[Collection entries]
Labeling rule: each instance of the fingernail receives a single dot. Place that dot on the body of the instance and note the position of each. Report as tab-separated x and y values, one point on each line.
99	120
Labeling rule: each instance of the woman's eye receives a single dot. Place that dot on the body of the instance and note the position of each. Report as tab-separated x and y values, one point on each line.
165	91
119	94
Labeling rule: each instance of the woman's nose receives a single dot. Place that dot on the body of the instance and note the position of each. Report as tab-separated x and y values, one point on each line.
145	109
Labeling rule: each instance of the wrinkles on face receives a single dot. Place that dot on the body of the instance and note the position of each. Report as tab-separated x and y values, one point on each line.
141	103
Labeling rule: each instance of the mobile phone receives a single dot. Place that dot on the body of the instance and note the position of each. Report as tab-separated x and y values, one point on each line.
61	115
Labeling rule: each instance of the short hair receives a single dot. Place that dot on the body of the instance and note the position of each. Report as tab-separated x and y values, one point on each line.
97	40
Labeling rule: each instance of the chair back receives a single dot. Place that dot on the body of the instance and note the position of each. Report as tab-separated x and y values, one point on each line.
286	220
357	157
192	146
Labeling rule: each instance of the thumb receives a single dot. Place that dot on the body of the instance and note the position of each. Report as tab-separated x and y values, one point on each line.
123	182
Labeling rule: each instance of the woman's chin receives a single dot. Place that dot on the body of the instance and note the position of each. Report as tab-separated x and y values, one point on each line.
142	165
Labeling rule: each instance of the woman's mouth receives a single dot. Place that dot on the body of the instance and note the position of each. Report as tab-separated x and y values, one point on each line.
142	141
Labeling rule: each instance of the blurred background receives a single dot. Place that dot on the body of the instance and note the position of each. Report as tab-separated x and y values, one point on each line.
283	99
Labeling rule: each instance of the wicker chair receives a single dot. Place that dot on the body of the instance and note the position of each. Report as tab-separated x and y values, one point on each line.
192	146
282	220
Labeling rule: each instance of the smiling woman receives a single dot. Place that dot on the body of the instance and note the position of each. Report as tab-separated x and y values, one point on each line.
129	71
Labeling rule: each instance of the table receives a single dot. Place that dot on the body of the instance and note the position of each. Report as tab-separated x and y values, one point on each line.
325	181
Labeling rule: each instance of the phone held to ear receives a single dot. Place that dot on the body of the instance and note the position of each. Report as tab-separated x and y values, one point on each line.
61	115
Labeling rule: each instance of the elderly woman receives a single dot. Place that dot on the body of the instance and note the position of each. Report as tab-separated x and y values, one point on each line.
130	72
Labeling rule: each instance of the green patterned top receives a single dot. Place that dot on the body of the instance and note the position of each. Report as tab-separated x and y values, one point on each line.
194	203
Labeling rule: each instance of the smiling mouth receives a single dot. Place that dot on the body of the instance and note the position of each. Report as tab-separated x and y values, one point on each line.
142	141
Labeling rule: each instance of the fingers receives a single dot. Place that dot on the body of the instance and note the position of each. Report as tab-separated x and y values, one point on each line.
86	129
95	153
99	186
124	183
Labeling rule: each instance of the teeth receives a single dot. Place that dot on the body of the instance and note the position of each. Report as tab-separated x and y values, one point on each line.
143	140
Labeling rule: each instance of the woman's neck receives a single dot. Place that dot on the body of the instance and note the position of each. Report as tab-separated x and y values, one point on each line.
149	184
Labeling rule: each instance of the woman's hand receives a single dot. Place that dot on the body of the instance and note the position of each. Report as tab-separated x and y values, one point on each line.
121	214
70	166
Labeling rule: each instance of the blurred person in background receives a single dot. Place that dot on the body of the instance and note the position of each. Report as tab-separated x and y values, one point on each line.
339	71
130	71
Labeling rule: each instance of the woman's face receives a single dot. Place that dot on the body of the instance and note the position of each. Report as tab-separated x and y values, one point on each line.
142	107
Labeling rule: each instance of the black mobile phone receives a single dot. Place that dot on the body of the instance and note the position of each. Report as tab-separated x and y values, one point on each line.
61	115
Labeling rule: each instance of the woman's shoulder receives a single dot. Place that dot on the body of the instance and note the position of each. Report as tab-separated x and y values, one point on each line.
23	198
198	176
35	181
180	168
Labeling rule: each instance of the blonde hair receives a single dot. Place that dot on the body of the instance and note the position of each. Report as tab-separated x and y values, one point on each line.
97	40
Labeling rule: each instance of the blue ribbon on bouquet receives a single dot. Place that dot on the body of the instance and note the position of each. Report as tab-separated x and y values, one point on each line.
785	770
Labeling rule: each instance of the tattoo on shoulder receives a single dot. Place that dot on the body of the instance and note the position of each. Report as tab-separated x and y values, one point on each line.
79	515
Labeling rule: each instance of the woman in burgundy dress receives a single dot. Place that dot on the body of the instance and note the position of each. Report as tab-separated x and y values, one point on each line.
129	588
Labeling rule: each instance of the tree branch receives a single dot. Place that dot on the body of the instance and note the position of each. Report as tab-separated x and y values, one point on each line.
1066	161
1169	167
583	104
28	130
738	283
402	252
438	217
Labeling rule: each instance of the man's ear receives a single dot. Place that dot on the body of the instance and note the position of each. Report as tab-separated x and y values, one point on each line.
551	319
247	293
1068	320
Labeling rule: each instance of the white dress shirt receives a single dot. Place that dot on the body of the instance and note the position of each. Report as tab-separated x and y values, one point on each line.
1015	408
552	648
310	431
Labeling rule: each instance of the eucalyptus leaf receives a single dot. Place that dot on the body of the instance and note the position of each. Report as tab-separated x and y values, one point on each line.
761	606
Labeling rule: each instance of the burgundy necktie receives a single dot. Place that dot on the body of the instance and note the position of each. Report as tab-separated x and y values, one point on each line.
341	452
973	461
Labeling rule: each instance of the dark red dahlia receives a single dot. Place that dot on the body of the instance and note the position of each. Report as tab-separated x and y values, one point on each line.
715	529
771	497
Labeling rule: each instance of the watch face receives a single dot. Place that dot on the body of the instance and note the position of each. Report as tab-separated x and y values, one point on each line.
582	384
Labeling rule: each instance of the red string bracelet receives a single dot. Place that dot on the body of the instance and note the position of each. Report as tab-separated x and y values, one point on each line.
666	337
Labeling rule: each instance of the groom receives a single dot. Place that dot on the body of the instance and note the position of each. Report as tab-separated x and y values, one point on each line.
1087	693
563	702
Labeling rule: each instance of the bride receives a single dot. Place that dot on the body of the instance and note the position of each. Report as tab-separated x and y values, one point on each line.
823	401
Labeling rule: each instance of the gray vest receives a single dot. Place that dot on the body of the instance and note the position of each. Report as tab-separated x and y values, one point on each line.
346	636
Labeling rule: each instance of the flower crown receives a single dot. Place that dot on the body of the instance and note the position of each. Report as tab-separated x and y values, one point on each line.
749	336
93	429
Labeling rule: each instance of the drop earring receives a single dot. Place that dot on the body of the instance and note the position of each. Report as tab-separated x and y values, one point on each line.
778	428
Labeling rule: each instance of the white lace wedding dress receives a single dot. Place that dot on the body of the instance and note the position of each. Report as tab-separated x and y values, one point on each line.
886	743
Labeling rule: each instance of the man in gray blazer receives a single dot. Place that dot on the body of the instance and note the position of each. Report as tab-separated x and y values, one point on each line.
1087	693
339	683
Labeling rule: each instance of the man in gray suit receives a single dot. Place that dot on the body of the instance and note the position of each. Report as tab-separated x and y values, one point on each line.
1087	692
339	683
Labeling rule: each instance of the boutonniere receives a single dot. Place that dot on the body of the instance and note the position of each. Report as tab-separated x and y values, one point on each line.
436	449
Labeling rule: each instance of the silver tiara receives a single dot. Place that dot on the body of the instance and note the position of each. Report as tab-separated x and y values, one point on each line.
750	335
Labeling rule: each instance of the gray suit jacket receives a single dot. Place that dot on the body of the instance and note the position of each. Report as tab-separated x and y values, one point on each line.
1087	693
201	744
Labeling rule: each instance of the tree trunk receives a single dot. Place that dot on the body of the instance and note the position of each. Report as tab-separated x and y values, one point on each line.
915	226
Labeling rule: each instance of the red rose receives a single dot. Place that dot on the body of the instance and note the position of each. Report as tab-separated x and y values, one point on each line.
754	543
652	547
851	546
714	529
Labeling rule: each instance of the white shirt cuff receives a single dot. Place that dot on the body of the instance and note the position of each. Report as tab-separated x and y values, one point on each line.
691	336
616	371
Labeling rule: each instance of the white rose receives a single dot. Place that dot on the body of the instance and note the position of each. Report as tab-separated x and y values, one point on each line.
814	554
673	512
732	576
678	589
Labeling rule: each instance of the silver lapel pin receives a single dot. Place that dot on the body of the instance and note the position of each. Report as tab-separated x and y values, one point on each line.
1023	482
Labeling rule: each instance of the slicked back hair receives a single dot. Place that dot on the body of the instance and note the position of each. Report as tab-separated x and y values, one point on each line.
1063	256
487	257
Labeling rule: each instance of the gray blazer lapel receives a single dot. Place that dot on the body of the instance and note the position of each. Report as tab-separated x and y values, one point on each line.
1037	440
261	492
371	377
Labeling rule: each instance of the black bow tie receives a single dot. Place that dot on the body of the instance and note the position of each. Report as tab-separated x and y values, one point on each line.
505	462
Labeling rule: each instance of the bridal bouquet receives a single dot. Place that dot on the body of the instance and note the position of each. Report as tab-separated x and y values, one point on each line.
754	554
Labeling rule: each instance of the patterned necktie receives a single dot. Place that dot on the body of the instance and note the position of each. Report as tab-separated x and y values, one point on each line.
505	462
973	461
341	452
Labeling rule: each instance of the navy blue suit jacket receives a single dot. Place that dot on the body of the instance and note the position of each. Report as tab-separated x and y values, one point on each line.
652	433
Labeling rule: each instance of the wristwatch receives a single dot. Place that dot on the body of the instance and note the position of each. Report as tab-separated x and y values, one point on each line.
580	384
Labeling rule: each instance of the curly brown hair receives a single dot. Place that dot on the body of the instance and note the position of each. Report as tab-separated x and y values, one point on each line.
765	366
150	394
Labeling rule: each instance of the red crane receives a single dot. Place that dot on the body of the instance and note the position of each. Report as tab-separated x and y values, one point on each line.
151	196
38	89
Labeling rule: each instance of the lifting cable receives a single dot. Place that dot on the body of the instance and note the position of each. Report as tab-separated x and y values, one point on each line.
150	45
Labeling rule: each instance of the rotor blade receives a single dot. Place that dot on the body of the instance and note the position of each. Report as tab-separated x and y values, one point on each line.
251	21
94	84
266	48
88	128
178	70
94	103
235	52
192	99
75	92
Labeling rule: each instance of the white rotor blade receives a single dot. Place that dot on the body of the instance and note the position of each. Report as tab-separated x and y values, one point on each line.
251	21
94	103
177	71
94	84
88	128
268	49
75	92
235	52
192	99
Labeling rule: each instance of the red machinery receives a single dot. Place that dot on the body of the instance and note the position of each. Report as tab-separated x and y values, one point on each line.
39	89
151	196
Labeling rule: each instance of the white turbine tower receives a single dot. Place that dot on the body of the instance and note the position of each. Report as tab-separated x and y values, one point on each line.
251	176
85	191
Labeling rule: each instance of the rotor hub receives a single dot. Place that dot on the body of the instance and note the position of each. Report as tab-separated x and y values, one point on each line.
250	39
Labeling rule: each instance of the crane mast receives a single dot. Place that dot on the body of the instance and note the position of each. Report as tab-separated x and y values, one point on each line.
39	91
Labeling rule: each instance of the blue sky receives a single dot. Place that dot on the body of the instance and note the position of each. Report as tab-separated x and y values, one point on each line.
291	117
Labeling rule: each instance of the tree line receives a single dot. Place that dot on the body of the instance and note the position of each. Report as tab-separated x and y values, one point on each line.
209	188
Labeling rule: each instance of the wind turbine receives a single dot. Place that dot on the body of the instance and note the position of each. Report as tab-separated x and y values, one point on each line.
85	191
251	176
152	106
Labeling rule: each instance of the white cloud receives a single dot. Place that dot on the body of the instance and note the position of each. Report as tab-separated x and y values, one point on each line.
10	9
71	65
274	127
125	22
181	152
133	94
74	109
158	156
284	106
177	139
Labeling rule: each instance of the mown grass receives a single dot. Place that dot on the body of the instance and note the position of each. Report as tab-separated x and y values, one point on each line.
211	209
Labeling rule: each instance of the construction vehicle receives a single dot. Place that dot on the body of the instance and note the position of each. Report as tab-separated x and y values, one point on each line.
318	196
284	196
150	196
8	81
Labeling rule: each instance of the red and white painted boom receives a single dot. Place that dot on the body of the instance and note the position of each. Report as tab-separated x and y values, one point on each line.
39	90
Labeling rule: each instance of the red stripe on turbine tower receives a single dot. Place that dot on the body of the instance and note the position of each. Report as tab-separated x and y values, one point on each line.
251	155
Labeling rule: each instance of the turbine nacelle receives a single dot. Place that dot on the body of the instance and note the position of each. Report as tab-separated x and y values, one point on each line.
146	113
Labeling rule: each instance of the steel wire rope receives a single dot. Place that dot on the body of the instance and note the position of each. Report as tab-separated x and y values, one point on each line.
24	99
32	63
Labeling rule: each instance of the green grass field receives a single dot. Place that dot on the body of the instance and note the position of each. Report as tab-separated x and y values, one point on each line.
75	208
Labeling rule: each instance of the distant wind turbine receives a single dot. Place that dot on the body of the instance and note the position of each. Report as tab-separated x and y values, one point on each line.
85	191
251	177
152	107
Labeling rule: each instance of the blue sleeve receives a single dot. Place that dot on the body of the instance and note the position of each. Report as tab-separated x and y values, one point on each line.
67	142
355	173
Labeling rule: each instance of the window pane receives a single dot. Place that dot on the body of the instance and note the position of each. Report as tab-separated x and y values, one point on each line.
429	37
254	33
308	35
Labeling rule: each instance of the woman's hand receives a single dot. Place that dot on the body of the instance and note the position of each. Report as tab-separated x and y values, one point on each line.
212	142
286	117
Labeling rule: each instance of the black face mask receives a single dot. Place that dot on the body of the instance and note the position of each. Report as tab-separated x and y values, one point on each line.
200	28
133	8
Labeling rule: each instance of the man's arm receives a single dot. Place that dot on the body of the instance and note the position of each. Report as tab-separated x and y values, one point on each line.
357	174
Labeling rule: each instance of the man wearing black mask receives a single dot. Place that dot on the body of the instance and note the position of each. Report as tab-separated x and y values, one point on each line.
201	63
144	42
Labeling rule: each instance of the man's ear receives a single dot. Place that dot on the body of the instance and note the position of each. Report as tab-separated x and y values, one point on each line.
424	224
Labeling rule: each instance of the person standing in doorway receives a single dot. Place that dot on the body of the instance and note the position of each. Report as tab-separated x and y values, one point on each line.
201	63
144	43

Stated task: Your task is to output exactly the lines running from the one with "Labeling rule: each instance of the man wearing" through the final line of the material above, with both ends included.

Exercise answer:
Labeling rule: each instance of the man wearing black mask receives a single dot. Place that dot on the body of the instance and note the position of each. Report as tab-separated x and y values, one point on each line.
201	63
144	42
Labeling rule: each instance of the man's ear receives a single dot. Place that dot on the body of the instance and note the position of each. Report as tab-separated x and y values, one point on each line.
424	224
Labeling rule: each instance of the person standing in doorway receives a single dot. Place that dot on the body of the instance and note the position of each. Report as tab-separated x and y values, one point on each line.
201	63
144	43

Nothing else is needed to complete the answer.